■ What to produce ■
Sift the listing for lines that hold the string "below" and pull them out.

■ Raw data ■
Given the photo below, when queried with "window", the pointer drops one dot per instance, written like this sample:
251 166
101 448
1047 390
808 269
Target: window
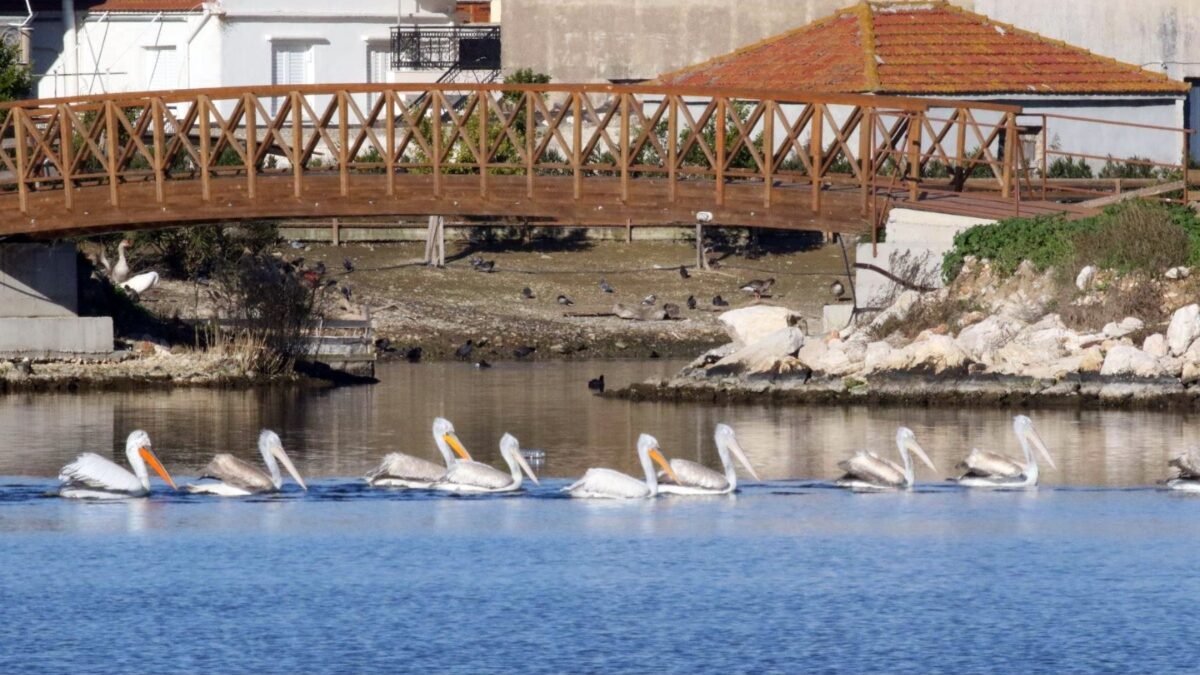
160 67
291 64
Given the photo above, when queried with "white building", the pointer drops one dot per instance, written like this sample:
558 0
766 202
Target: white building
83 47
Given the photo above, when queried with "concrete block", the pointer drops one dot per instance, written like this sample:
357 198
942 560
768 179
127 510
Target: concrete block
39 280
55 336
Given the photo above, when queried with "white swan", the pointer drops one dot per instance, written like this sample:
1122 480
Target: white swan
609 484
699 479
468 476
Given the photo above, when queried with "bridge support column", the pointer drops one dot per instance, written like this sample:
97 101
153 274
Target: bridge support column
39 300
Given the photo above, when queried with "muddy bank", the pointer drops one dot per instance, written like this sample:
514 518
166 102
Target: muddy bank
909 389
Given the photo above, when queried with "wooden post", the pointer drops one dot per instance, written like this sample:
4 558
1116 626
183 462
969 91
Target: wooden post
816 148
66 155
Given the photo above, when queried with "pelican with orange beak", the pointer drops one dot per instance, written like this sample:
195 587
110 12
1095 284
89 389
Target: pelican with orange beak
93 477
609 484
400 470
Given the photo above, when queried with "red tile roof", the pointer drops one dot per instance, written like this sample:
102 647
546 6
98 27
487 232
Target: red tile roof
919 48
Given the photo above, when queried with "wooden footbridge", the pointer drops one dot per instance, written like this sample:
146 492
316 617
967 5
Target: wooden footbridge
589 155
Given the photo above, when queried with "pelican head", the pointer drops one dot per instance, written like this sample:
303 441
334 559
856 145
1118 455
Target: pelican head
726 443
138 451
906 441
447 440
649 454
1025 432
510 449
273 449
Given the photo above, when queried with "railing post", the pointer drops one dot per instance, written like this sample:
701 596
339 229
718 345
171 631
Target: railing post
816 149
18 127
719 129
159 139
390 132
111 149
202 103
343 142
768 154
251 145
66 155
1006 190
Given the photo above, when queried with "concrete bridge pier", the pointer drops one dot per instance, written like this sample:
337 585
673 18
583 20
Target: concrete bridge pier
40 305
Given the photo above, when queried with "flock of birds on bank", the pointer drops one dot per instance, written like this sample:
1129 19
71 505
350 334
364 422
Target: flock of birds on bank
94 477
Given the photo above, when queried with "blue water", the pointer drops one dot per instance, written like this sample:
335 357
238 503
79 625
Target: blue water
787 577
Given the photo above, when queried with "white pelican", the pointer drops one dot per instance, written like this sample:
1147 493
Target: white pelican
93 477
237 478
994 470
468 476
699 479
609 484
399 470
1188 465
869 471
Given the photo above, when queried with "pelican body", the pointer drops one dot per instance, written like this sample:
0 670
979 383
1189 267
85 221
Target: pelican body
473 477
869 471
1188 466
609 484
697 479
994 470
400 470
93 477
238 478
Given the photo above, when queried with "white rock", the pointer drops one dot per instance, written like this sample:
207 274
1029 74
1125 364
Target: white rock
747 326
1185 328
1155 346
1129 360
763 354
1085 278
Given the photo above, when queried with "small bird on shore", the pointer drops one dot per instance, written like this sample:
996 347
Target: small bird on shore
759 287
463 351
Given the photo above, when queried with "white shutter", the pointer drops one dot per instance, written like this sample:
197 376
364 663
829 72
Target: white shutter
161 67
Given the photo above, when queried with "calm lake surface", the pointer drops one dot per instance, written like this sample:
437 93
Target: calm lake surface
1089 573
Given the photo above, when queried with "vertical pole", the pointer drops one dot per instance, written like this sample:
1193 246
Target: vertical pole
390 132
18 127
202 102
251 145
159 178
66 155
816 147
297 145
672 147
768 154
577 143
719 127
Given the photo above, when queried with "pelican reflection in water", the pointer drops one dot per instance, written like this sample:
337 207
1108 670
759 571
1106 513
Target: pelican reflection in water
400 470
694 478
237 478
93 477
609 484
994 470
869 471
468 476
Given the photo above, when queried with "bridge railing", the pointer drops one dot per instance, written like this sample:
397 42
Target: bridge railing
565 139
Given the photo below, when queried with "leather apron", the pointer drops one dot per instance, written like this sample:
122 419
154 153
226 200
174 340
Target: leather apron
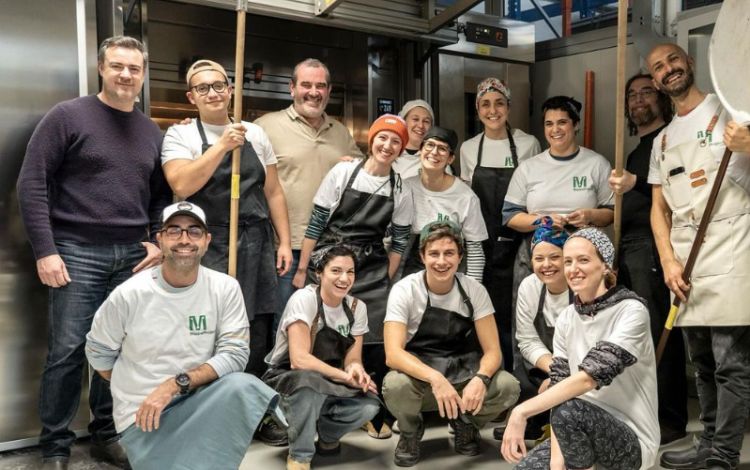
360 221
255 235
500 248
447 341
330 347
525 372
721 275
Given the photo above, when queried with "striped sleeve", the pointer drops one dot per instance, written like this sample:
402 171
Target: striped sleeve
474 260
318 222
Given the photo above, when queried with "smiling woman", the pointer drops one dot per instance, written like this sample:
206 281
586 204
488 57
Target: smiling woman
602 374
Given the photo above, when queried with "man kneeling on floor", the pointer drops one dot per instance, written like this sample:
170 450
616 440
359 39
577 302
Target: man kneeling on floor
174 341
442 345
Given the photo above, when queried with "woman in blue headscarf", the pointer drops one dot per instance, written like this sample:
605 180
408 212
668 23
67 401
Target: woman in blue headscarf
541 297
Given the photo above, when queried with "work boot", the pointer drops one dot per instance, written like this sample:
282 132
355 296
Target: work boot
693 458
110 452
407 449
327 448
467 438
55 463
292 464
270 433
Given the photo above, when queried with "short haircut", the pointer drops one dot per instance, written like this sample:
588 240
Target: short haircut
564 103
314 63
665 103
439 231
125 42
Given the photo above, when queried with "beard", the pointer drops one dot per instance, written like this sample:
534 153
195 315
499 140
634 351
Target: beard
680 87
643 116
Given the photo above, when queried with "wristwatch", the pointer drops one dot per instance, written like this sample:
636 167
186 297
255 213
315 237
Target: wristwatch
486 380
183 381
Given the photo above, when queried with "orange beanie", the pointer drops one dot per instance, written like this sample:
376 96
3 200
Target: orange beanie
388 122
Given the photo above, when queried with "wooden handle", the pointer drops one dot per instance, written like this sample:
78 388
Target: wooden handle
234 204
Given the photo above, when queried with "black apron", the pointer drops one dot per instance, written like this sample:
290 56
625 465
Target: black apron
256 267
360 221
330 347
490 185
447 341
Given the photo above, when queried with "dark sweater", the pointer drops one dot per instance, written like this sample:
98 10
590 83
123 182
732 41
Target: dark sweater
636 203
91 174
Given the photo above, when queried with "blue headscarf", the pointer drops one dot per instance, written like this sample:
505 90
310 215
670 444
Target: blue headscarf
546 233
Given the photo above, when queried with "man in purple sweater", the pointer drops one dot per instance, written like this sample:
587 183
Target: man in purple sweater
90 184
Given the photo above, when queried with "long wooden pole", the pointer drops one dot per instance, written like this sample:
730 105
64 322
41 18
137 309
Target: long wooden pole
234 205
622 33
694 249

■ Output of the exercise ■
Given the photo below, when queried with "window", the pointer drops one dot per instance, written like this sample:
Given the photo below, when queried with "leather apron", the pointer drops one dot per instance, written like this sample:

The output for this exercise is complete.